## Exercise aim
From the first line to the last, write out the records exactly, leaving out images.

## Data

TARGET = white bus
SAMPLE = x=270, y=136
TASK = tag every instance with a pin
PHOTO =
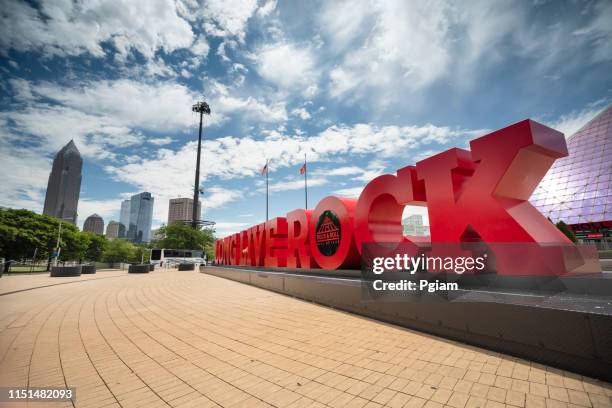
x=172, y=257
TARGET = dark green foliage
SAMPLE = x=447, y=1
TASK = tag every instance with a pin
x=183, y=236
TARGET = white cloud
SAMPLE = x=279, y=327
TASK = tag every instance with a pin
x=301, y=113
x=160, y=141
x=225, y=228
x=599, y=31
x=169, y=171
x=390, y=49
x=572, y=122
x=228, y=17
x=351, y=192
x=296, y=184
x=67, y=28
x=289, y=66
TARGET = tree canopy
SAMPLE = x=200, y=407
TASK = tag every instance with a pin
x=22, y=232
x=183, y=236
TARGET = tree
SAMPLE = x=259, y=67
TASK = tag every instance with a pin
x=141, y=254
x=183, y=236
x=23, y=231
x=119, y=250
x=96, y=244
x=565, y=229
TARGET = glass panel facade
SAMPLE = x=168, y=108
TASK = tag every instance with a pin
x=578, y=188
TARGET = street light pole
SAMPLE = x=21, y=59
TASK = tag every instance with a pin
x=203, y=109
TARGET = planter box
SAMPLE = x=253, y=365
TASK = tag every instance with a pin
x=88, y=269
x=142, y=268
x=64, y=271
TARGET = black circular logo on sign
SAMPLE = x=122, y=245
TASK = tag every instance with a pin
x=328, y=233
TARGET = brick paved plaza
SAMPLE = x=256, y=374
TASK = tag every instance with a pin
x=184, y=339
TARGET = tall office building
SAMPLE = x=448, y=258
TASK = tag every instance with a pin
x=181, y=210
x=124, y=217
x=94, y=223
x=413, y=225
x=64, y=186
x=141, y=216
x=114, y=230
x=578, y=188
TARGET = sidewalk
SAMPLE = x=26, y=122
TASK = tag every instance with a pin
x=185, y=339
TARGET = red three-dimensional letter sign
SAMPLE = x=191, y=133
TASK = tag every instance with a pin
x=298, y=243
x=378, y=216
x=235, y=249
x=276, y=242
x=257, y=236
x=331, y=234
x=245, y=248
x=226, y=251
x=482, y=194
x=219, y=251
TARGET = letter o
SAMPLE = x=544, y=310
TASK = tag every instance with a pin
x=331, y=234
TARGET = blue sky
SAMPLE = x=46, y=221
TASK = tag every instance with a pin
x=361, y=87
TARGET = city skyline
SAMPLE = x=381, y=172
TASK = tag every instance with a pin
x=362, y=93
x=64, y=184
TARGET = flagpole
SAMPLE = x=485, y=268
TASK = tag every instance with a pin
x=305, y=182
x=267, y=171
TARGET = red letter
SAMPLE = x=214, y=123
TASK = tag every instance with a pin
x=257, y=238
x=245, y=248
x=276, y=242
x=298, y=243
x=482, y=194
x=235, y=249
x=331, y=234
x=378, y=216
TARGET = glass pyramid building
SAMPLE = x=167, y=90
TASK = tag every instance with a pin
x=578, y=188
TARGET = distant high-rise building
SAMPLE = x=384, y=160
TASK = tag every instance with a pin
x=124, y=217
x=94, y=223
x=114, y=230
x=413, y=225
x=64, y=186
x=181, y=210
x=141, y=216
x=156, y=235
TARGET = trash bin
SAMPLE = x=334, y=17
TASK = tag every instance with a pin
x=139, y=268
x=65, y=271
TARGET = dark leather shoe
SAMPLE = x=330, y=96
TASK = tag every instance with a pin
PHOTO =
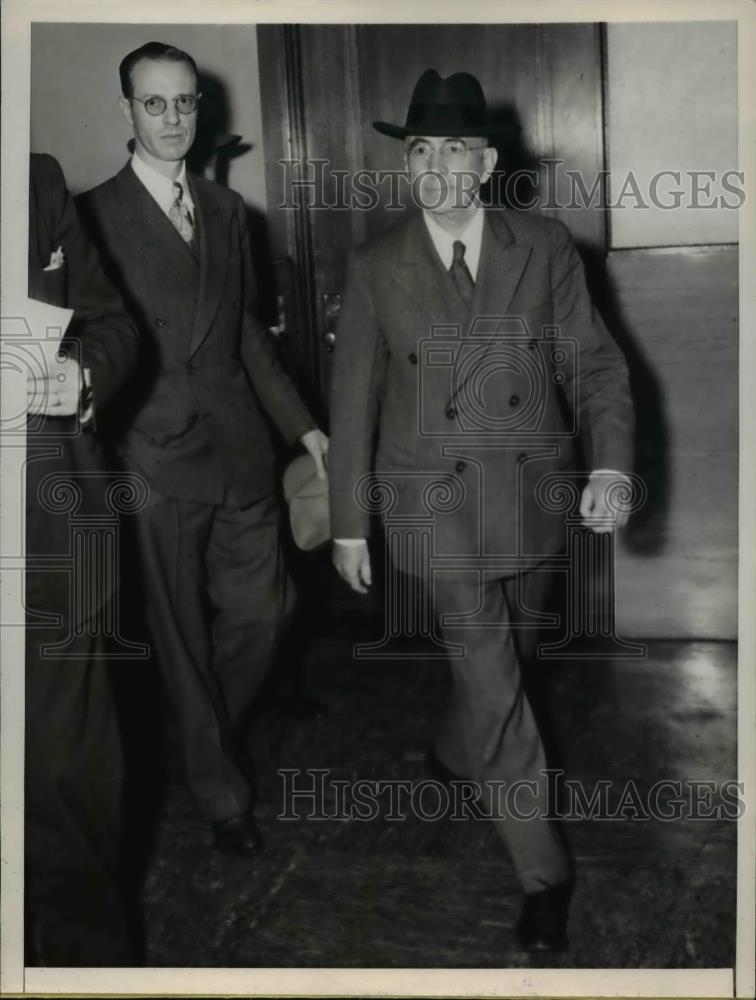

## Expected answer
TARGET = white bus
SAMPLE = x=270, y=136
TASK = tag every instance with a pin
PHOTO =
x=172, y=257
TARGET = dark green foliage
SAMPLE = x=447, y=1
TASK = tag every instance with a pin
x=183, y=236
TARGET = white cloud
SAMPLE = x=279, y=327
TASK = tag every instance with a pin
x=301, y=113
x=160, y=141
x=225, y=228
x=599, y=31
x=169, y=171
x=390, y=49
x=572, y=122
x=228, y=17
x=351, y=192
x=296, y=184
x=67, y=28
x=289, y=66
TARGET = tree canopy
SAMPLE = x=200, y=407
TASK = tag every instance with a pin
x=22, y=232
x=183, y=236
TARGET = tree
SAMPLE = x=259, y=67
TASK = tag every instance with a pin
x=141, y=254
x=183, y=236
x=23, y=231
x=119, y=250
x=96, y=244
x=565, y=229
TARGET = glass panel facade
SAMPLE = x=168, y=108
TASK = tag every instance with a pin
x=578, y=188
TARGET = street light pole
SAMPLE = x=21, y=59
TASK = tag every instance with a pin
x=203, y=109
TARGET = planter box
SAMPLE = x=253, y=365
TASK = tag every instance with a pin
x=88, y=269
x=142, y=268
x=64, y=271
TARGET = black circular logo on sign
SAMPLE = x=122, y=245
TASK = tag every instance with a pin
x=328, y=233
TARGET = brick paved plaza
SAMPLE = x=256, y=374
TASK = tag every instance with a pin
x=184, y=339
TARGET = tall office building
SAMPLE = x=448, y=258
TASK = tag every instance with a pin
x=181, y=210
x=124, y=217
x=94, y=223
x=413, y=225
x=64, y=186
x=141, y=216
x=114, y=230
x=578, y=188
TARGET = sidewalk
SAMPLE = x=26, y=122
TASK = tag every instance with a pin
x=185, y=339
TARGET = red three-dimensional letter sign
SAMPLE = x=191, y=133
TASK = tag every instance with a pin
x=298, y=243
x=378, y=216
x=235, y=249
x=276, y=242
x=257, y=236
x=331, y=234
x=245, y=248
x=226, y=251
x=482, y=194
x=219, y=251
TARGET = letter o
SAMPLE = x=544, y=310
TASK = tag every instance with a pin
x=331, y=234
TARGET = blue sky
SAMPLE = x=46, y=221
TASK = tag every instance with a pin
x=361, y=87
TARGET = city skyline
SAMPLE = x=381, y=172
TASK = tag every instance with a pin
x=362, y=93
x=64, y=184
TARGET = flagpole
SAMPLE = x=485, y=268
TASK = tag every instance with a pin
x=305, y=182
x=267, y=171
TARGET = red letter
SAMPLE = x=214, y=123
TASK = tag every instance with a pin
x=257, y=238
x=245, y=248
x=276, y=242
x=298, y=243
x=482, y=194
x=235, y=249
x=331, y=234
x=378, y=216
TARGET = glass pyramid building
SAMPLE = x=167, y=90
TASK = tag every instance with a pin
x=578, y=188
TARGET = distant high-rise building
SAMPLE = x=384, y=160
TASK = tag every instance with a pin
x=124, y=217
x=94, y=223
x=114, y=230
x=413, y=225
x=64, y=186
x=181, y=210
x=141, y=216
x=156, y=235
TARGET = trash bin
SAMPLE = x=334, y=17
TASK = tag every instance with a pin
x=139, y=268
x=65, y=271
TARGET = dark leather shoe
SAMPLE = x=330, y=96
TASK = tag every instance with a pin
PHOTO =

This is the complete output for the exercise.